**DOCUMENT EXCERPT:**
|---|
PPV←{⍺←'∘' ⋄   ((≢⍵)⍴⍉⍤⍪⍤⍕¨'∘'@(0=≢¨)⍺)('─┌┬┐│┴├┼┤│'_PrettyPrint_ 1)⍵}    ⍝ vertical
PPH←{⍺←'∘' ⋄ ⍉¨((≢⍵)⍴  ⍪⍤⍕¨'∘'@(0=≢¨)⍺)('│┌├└─┤┬┼┴─'_PrettyPrint_ 0)⍵}    ⍝ horizontal

Now we can see that, indeed, our parent vector represents a tree which is the same shape as our diagram above.

In [6]:
PPV parent        ⍝ without labels
labels PPV parent ⍝ with labels

We can also draw the tree horizontally.

In [7]:
labels PPH parent

Now let's stretch our muscles a bit with some basic challenges. Write an expression to determine

- which nodes are children of the root node (node `0`);
- which nodes are children of nodes $b$ or $c$;
- which nodes are leaves (have no children).

***SPOILERS BELOW***

Don't

scroll

down

just

yet,

try

the

exercises

first.

In [8]:
⍝ there is, of course, more than one way to solve all of these
labels[⍸parent=0]            ⍝ children of 0
labels[⍸parent∊⍸labels∊'bc'] ⍝ children of b or c
labels[⍸~(⍳≢parent)∊parent]  ⍝ leaves

Let's try some edits now. Can you 'break off' node $c$ and all its descendents, so that we have two trees.

***SPOILERS BELOW***

Don't

scroll

down

just

yet,

try

the

exercises

first.

In [9]:
⍝ the solution is to make node c its own parent, making it a root node
i←labels⍳'c'
parent[i]←i
labels PPV parent

We can see, just by looking at this forest, which nodes are descendants of $a$ and which are descendants of $c$. To figure this out programmatically, we can repeatedly index by the parent vector until we reach a fixed point (until we start looping at the root).

In [10]:
⊢roots←{parent[⍵]}⍣≡parent
labels[roots]
labels[roots] PPV parent

Let's switch to a new tree now.

In [11]:
parent←1 7 4 1 7 6 3 7 6 1
(⍳≢parent) PPV parent

See if you can adapt our root-finding method to find a mask of all the nodes which are node $3$ or its descendants.

***SPOILERS BELOW***

Don't

scroll

down

just

yet,

try

the

exercises

first.
|---|
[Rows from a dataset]

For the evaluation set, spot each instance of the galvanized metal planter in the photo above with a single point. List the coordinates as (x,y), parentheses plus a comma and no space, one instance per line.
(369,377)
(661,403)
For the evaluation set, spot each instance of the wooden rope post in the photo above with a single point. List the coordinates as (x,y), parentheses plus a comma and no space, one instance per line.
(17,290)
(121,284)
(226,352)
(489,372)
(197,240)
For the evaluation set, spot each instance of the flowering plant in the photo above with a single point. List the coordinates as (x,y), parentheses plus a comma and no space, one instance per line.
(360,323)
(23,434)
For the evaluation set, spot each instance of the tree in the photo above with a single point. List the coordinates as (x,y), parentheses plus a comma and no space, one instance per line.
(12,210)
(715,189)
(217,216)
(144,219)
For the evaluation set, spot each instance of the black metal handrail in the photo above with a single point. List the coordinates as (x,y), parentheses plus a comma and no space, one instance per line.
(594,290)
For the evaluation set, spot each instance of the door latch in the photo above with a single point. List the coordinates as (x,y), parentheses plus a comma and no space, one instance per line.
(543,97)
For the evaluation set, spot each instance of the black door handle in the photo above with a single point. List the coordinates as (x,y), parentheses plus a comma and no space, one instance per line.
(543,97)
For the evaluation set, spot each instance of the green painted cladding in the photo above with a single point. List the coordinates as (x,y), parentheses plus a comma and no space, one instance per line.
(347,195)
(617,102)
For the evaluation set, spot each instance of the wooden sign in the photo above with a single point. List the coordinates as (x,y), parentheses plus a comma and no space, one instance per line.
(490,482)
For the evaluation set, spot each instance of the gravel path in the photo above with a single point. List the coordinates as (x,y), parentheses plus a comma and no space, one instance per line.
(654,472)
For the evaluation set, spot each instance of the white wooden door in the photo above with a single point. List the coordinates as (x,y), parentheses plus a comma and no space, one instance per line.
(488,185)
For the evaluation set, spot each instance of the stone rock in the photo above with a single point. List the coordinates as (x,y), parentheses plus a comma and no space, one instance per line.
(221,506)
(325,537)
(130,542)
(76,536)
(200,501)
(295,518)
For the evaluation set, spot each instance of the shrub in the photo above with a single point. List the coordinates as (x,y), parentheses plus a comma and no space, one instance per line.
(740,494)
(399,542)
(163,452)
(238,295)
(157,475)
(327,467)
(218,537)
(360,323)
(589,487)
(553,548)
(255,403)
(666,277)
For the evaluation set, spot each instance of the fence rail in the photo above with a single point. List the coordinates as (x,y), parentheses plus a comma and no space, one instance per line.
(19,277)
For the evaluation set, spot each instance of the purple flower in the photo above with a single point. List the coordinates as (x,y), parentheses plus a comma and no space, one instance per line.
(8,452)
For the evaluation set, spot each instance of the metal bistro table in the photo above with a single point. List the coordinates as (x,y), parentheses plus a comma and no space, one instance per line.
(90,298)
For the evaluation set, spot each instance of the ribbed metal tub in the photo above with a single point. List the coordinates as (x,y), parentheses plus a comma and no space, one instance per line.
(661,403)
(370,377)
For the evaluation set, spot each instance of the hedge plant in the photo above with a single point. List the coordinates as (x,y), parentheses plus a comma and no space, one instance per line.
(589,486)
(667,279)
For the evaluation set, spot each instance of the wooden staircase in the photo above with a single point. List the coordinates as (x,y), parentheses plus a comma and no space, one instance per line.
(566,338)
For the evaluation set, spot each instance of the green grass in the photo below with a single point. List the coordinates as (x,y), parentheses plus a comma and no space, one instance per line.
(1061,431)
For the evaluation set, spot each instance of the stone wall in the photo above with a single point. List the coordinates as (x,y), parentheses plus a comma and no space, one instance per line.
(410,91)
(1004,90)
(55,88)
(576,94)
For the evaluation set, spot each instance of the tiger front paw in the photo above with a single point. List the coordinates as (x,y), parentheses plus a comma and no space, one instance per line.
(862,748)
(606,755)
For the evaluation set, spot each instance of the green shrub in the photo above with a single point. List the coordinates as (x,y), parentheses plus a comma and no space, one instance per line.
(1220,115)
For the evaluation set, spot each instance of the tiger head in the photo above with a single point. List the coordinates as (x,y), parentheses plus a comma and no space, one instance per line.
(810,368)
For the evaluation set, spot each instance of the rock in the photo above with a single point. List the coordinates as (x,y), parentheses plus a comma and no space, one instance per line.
|---|
**TO DO:**
- 1) Reproduce the section of the tree tutorial that starts at the words "Now we can see" and stops after "the tree horizontally.".
- 2) Find each line in the entries that contains the string "rock" and copy those lines out.
The tree tutorial and the entries are unrelated pieces of material.

**FULL ANSWERS:**
- 1)
Now we can see that, indeed, our parent vector represents a tree which is the same shape as our diagram above.

In [6]:
PPV parent        ⍝ without labels
labels PPV parent ⍝ with labels

We can also draw the tree horizontally.

- 2)
For the evaluation set, spot each instance of the stone rock in the photo above with a single point. List the coordinates as (x,y), parentheses plus a comma and no space, one instance per line.
For the evaluation set, spot each instance of the rock in the photo above with a single point. List the coordinates as (x,y), parentheses plus a comma and no space, one instance per line.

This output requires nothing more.